** begin Supplied records **
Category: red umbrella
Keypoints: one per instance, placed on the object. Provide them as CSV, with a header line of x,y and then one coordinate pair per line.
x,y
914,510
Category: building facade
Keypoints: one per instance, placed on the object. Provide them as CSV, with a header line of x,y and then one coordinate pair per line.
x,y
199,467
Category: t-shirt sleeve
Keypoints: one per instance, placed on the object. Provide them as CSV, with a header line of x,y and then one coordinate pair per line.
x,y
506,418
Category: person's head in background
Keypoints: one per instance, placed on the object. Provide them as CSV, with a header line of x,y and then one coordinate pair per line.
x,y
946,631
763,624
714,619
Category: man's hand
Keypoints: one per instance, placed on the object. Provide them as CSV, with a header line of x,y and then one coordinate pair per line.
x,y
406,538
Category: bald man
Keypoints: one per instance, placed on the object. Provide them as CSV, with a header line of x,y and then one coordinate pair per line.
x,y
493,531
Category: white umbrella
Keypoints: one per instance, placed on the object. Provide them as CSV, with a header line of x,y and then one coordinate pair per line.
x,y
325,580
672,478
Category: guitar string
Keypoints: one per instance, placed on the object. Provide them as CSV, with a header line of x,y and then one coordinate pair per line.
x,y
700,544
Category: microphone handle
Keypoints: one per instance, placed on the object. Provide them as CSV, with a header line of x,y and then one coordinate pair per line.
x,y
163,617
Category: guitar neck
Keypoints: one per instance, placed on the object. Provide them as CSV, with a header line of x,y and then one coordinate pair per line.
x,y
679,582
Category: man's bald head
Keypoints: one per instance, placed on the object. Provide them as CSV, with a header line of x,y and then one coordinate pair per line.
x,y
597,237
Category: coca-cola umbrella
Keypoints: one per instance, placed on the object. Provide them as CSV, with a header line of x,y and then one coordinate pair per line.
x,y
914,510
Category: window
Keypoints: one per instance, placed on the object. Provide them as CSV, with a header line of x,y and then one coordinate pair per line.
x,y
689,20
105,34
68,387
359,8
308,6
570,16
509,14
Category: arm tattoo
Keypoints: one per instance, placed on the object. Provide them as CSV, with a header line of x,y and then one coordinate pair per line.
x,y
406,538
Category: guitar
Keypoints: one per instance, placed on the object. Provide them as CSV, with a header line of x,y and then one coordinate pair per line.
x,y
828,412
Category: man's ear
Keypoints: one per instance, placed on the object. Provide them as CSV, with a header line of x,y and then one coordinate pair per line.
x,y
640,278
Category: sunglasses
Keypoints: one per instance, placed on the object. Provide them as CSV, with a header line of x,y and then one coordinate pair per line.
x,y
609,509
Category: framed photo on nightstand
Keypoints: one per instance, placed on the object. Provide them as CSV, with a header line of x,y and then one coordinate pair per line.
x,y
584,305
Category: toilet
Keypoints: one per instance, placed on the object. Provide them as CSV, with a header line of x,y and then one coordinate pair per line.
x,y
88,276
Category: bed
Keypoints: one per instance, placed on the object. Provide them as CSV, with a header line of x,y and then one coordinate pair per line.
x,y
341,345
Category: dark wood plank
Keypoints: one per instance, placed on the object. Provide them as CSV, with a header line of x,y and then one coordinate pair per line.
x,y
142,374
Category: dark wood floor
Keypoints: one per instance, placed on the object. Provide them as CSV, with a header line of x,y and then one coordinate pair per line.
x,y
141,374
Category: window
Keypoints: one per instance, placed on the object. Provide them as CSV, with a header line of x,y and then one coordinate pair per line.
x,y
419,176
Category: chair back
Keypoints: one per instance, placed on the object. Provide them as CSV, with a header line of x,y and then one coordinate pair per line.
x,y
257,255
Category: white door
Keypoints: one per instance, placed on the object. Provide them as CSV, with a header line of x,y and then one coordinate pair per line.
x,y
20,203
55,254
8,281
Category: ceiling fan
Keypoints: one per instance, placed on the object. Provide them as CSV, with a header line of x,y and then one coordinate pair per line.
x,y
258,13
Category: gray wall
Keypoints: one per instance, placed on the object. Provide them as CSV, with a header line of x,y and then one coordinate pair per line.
** end Supplied records **
- **Required task**
Retype all of the entries precisely as they are.

- **Solution to the exercise**
Category: red umbrella
Keypoints: one per instance, placed on the object. Provide them as CSV, with a header line of x,y and then one coordinate pair per line.
x,y
914,510
Category: building facade
Keypoints: one per instance, placed on the object. Provide them as CSV, with a header line of x,y and then one coordinate pair per line.
x,y
199,467
Category: t-shirt sleeve
Keypoints: one per instance, placed on the object. Provide them as CSV, with a header line of x,y and then one coordinate pair per line.
x,y
506,418
Category: person's head in background
Keypoints: one per instance, placed on the object. Provide them as CSV, with a header line of x,y and then one coordinate pair per line.
x,y
946,631
763,624
714,619
Category: man's hand
Keypoints: one per instance, placed on the object. Provide them as CSV, with a header line of x,y and then one coordinate pair per line.
x,y
406,538
Category: bald man
Keypoints: one per instance, placed on the object. Provide them as CSV, with a header line of x,y and then one coordinate pair per line.
x,y
493,531
Category: white umbrella
Keypoints: one per instance, placed on the object. Provide them as CSV, with a header line of x,y and then one coordinate pair per line.
x,y
325,580
672,478
Category: guitar string
Keypoints: one per instance, placed on the object. Provide them as CSV, with a header line of x,y and then one coordinate pair per line.
x,y
700,544
Category: microphone handle
Keypoints: one per instance, placed on the object. Provide them as CSV, with a header line of x,y and then one coordinate pair per line.
x,y
163,617
Category: guitar neck
Keypoints: one per instance, placed on the object. Provide them as CSV, with a header line of x,y and then one coordinate pair per line.
x,y
679,582
Category: man's bald head
Keypoints: one per instance, placed on the object. Provide them as CSV, with a header line of x,y and then one coordinate pair per line.
x,y
597,237
Category: coca-cola umbrella
Keypoints: one per instance, placed on the object. Provide them as CSV, with a header line of x,y and then one coordinate pair per line.
x,y
914,510
Category: window
Keypoints: one per instance, placed on the object. Provide them as CSV, with a header line of x,y and then one coordinate pair per line.
x,y
689,20
105,34
68,387
359,8
308,6
570,16
509,14
Category: arm tattoo
Keypoints: one per instance, placed on the object. Provide them as CSV, with a header line of x,y and then one coordinate pair per line.
x,y
406,538
Category: guitar
Keypoints: one per instance, placed on the object. Provide them as CSV, with a header line of x,y and then one coordinate pair per line.
x,y
828,412
Category: man's ear
Keypoints: one per instance, placed on the object. Provide them as CSV, with a header line of x,y and then one coordinate pair per line.
x,y
640,278
Category: sunglasses
Keypoints: one per instance, placed on the object. Provide them as CSV, with a header line of x,y and then one coordinate pair per line.
x,y
609,509
Category: framed photo on nightstand
Keypoints: one per instance, placed on the object. Provide them as CSV, with a header line of x,y and then one coordinate pair per line.
x,y
584,305
Category: toilet
Keypoints: one per instance, placed on the object. Provide them as CSV, with a header line of x,y and then one coordinate pair per line.
x,y
88,276
Category: bed
Keypoints: one per instance, placed on the object. Provide them as CSV, with a header line of x,y and then one coordinate pair per line.
x,y
341,345
Category: dark wood plank
Keypoints: one per instance, placed on the object. Provide them as CSV, with a header line of x,y and then one coordinate pair per line.
x,y
142,374
Category: dark wood floor
Keypoints: one per instance, placed on the object. Provide them as CSV, with a header line of x,y and then one coordinate pair per line.
x,y
141,374
Category: window
Keypoints: one per instance, placed on the object. Provide them as CSV, with a header line of x,y and then one coordinate pair per line.
x,y
419,176
Category: chair back
Keypoints: one per instance, placed on the object. Provide them as CSV, with a header line of x,y and then one coordinate pair per line.
x,y
257,255
Category: white door
Keypoints: one per instance, placed on the object. Provide them as CSV, with a header line of x,y and then one coordinate pair per line.
x,y
20,203
55,254
8,281
Category: ceiling fan
Keypoints: one per instance, placed on the object. Provide them as CSV, with a header line of x,y and then one coordinate pair per line.
x,y
258,13
Category: gray wall
Keypoints: one per instance, placed on the object. Provide them as CSV, with a header line of x,y and then one coordinate pair per line.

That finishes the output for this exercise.